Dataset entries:

* * * * * * *

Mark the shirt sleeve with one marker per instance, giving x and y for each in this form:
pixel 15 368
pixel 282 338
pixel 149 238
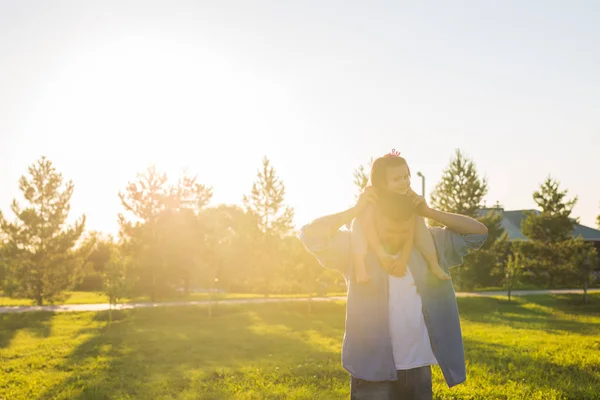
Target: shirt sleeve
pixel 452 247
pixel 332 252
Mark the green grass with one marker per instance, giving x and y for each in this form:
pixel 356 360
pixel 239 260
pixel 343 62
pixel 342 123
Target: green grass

* * * * * * *

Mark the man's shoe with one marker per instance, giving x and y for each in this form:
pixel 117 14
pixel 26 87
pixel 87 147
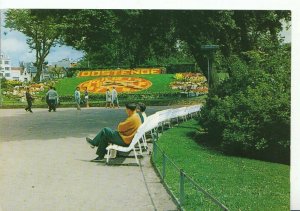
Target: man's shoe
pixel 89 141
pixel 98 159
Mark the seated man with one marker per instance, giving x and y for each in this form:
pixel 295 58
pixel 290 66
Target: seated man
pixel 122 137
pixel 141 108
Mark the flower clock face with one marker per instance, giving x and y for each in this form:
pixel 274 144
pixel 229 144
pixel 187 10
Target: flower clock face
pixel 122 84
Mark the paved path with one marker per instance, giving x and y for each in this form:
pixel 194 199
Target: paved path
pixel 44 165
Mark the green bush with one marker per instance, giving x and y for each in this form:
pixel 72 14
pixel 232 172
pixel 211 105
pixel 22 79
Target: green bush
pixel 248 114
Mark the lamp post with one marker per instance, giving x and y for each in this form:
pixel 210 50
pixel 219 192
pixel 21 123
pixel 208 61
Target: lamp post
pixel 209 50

* * * * * * *

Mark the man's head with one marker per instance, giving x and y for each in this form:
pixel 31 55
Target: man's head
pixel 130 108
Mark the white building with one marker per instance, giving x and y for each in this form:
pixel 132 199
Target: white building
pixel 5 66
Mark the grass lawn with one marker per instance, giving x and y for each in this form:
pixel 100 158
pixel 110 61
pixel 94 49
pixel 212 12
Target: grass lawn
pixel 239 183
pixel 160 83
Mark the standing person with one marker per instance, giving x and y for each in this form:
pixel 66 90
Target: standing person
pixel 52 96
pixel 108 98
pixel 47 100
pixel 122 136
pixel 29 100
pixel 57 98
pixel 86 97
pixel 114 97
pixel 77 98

* * * * * * *

• [Exercise goal]:
Your answer must be a single number: how many lines of the entries above contain the string "this".

• [Reply]:
12